10th August 1915

Three men from places in the Solihull Borough died on 10th August 1915:

  • Private Gilbert Walter Bick from Olton died in Gallipoli whilst serving with the 5th Battalion, Wiltshire Regiment.
  • Signaller Tom Turner from Solihull died in Gallipoli whilst serving with the 9th Battalion, Royal Warwickshire Regiment.
  • Sergeant Edward John Cox M.S.M. from Copt Heath, Knowle, serving with the Warwickshire Yeomanry, died from enteric fever in Egypt, having volunteered to stay aboard the transporter H.M.T. Wayfarer to tend to horses after the ship was torpedoed.

**Data lines:**
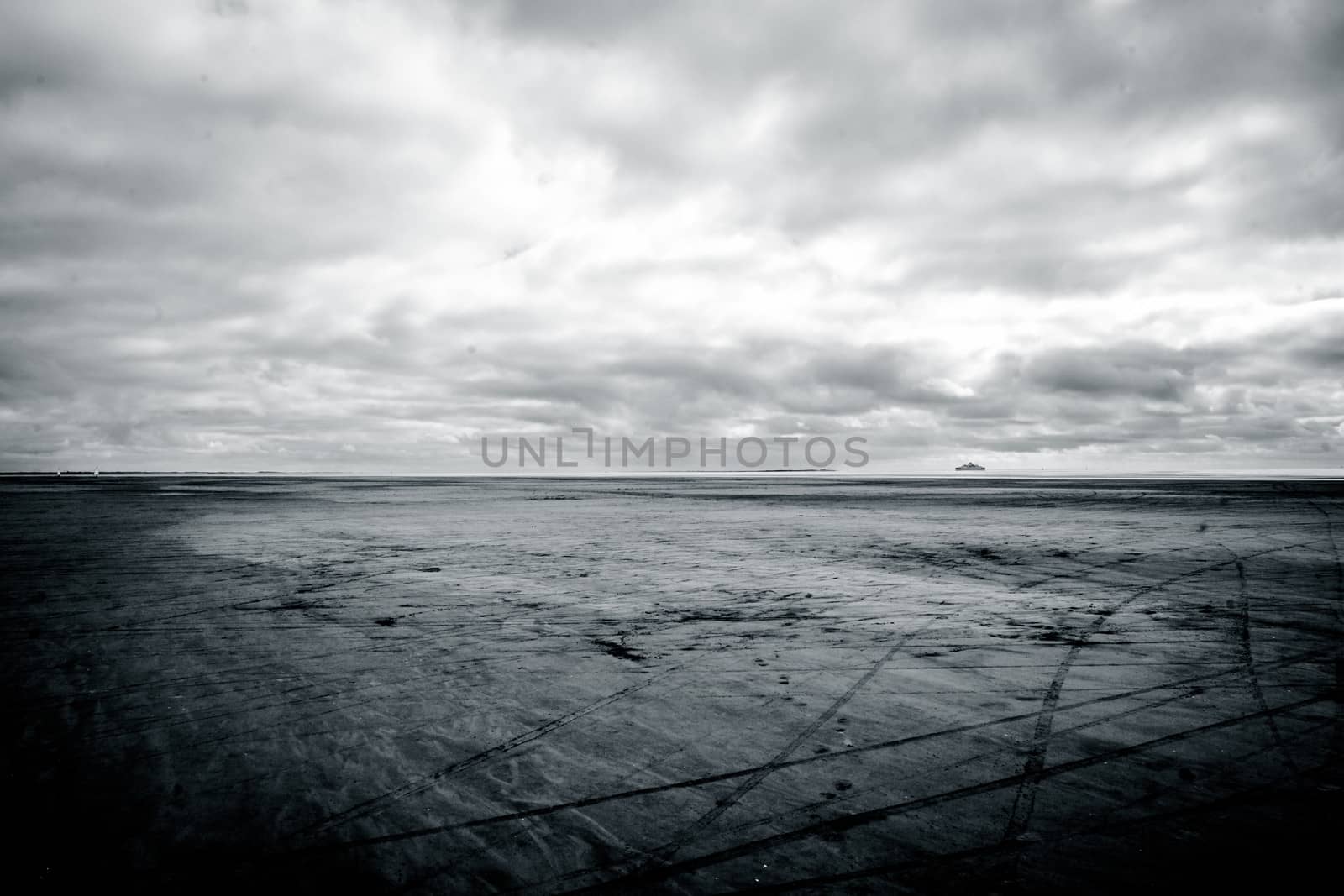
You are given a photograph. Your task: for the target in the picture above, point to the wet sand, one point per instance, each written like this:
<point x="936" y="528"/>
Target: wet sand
<point x="671" y="685"/>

**Exercise requirements:**
#1 Answer these questions about the text on the three Solihull Borough men who died on 10th August 1915:
(a) With which battalion and regiment was Gilbert Walter Bick serving?
(b) Where was Tom Turner from?
(c) What did Edward John Cox die from, and where?
#2 Carry on the text about the three Solihull Borough men who died on 10th August 1915, beginning after its final sentence.
The listing is separate material from the memorial text above.

**Results in order:**
#1
(a) The 5th Battalion, Wiltshire Regiment.
(b) Solihull.
(c) Enteric fever, in Egypt.

#2
According to Soldiers Died in the Great War, Gilbert Bick was born in Yardley, although his entries on the 1901 and 1911 censuses give his place of birth as Olton. He was baptised at St Margaret’s Church, Olton on 22nd September 1895.  His father, Henry, was a self-employed landscape gardener in Acocks Green in 1901, and Head Gardener and Bailiff, living at Wast Hills Farm, Kings Norton  in 1911 (this could mean he was working for the Cadbury family, whose home was Wast Hills House). Interestingly, in 1901, the Bick family had a visitor staying with them in Acocks Green – Albert Edward Mark Whittle (1877-1917) a professional cricketer, who played for Warwickshire 1900-1906 and Somerset 1907-11. It seems that Gilbert intended to carry on his family’s farming tradition – he was recorded as a farm pupil in 1911. He is commemorated on war memorials at: St Margaret’s Church, Olton; Olton United Reformed Church; and St Laurence’s Church, Alvechurch.

Gilbert’s brother, Harry Charles Bick (born in Olton in 1893) served as a Private with the Canadian Infantry.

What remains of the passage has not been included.